EXERCISE DESCRIPTION
Please output the portion of the LED light guide text below starting at "While obviously used" and ending at "or fluorescent lamps.", copied word for word.

LED light guide for product and panel building
3.5 minutes | 22 Nov 2019
Some type of light source is fundamental in many products designed for both consumer and commercial use. In years past, incandescent lamps were the source of most lighting requirements.
While obviously used for lighting the environment, these lamps were also a staple component for indicator lights in various types of electrical and electronic equipment. However, for approximately the past three decades, a new light source has been and continues to be developed: the light emitting diode or LED.
LEDs are a type of semiconductor light source that combine a P-type semiconductor with an N-type semiconductor. Applying the proper voltage – a low voltage DC current in most cases – the electrical energy is converted directly into light. The process is more efficient and wastes less energy than conventional incandescent or fluorescent lamps.
For instance, an incandescent bulb provides between 750 – 2000 hours of light. Compare that to halogen, which lasts between 2,000 – 4,000 hours. Now compare both to LED lighting: 35,000 – 50,000 hours. But not only is LED lighting durable, it’s also energy efficient, which answers the demand for less energy consumption.
LEDs are available in three basic colours: red, green, and blue. Two configurations are available: a lamp type, which resembles a small glass bulb with two leads, and the chip type that mounts to the surface of printed circuit board, or PCB as it’s commonly known as. The type used depends on the application.
Presently, there is no "white" LED. The white light is accomplished by either combining the three primary colours to mimic white, or by using a blue LED with a yellow phosphorus coating. Look into the lens of an LED flashlight and you'll see the yellow coating.
When used as indicator lights, the chip type is commonly used. The PCB is mounted in close proximity to the panel surface, less than two inches away. To route the light to the panel surface lens, an LED light pipe is attached to the circuit board, directly over the chip. The source light is reflected through the pipe (a plastic or acrylic bar or tube) and emitted from the indicator lens.
Light pipe technology is an exacting science. The proper LED light pipe design is done by LED lighting specialists using complex software and techniques.

EXCERPTED RECORDS
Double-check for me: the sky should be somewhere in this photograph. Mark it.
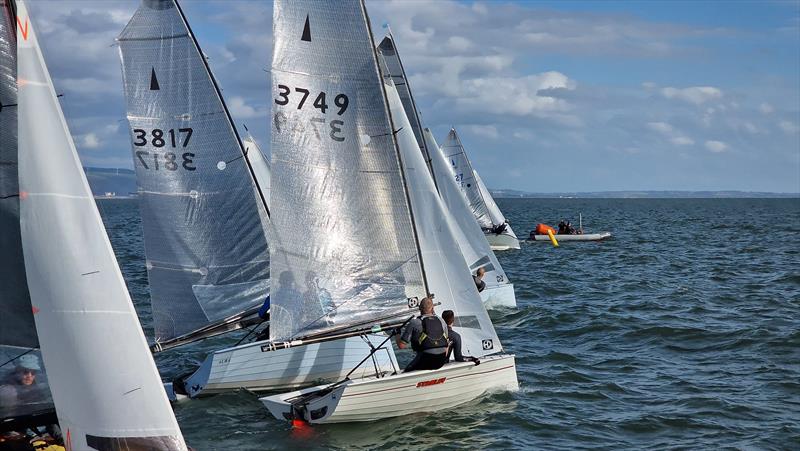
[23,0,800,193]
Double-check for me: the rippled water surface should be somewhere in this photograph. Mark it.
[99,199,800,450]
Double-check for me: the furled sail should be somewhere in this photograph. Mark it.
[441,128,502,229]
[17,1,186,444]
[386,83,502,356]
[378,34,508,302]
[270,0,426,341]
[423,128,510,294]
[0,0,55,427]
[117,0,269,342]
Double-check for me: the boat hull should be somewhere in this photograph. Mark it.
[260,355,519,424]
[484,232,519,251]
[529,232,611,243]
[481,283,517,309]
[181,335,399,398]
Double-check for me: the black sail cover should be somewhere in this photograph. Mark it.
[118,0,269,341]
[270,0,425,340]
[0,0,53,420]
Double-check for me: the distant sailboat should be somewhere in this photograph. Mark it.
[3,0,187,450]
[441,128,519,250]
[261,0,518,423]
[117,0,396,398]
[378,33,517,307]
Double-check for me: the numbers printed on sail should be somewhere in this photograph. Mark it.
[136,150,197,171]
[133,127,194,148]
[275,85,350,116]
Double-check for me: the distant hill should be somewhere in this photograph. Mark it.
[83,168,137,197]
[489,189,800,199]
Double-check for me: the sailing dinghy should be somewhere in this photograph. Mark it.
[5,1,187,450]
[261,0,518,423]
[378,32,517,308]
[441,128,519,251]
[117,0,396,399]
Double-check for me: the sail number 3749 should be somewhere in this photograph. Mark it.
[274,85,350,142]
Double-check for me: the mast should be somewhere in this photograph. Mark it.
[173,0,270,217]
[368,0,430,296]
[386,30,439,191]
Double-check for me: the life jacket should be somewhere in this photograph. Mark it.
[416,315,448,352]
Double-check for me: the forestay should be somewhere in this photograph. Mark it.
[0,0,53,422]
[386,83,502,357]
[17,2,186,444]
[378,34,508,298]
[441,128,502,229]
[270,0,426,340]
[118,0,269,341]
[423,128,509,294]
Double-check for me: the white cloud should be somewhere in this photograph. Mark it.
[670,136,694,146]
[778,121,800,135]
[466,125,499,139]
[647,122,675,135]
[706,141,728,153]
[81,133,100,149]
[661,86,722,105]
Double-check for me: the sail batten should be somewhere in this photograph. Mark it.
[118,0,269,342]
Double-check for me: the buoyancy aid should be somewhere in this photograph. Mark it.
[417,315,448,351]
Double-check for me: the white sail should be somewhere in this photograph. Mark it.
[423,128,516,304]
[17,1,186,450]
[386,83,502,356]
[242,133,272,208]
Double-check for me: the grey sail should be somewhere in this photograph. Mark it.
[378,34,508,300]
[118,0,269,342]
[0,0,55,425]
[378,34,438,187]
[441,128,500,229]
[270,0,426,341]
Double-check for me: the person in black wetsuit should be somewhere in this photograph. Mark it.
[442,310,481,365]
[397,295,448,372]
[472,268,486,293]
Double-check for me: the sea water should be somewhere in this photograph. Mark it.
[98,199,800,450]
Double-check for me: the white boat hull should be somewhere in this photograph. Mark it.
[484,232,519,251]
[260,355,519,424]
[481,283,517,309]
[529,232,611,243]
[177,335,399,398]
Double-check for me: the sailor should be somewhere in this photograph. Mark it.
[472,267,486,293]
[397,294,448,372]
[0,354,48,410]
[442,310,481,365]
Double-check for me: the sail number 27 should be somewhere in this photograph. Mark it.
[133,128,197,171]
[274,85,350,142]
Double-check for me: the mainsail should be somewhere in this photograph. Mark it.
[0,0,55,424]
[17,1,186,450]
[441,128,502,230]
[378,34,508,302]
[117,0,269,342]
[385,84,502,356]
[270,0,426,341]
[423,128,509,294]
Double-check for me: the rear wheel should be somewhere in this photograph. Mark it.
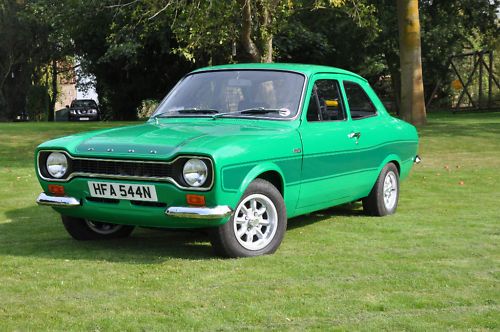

RESULT BELOW
While obviously used for lighting the environment, these lamps were also a staple component for indicator lights in various types of electrical and electronic equipment. However, for approximately the past three decades, a new light source has been and continues to be developed: the light emitting diode or LED.
LEDs are a type of semiconductor light source that combine a P-type semiconductor with an N-type semiconductor. Applying the proper voltage – a low voltage DC current in most cases – the electrical energy is converted directly into light. The process is more efficient and wastes less energy than conventional incandescent or fluorescent lamps.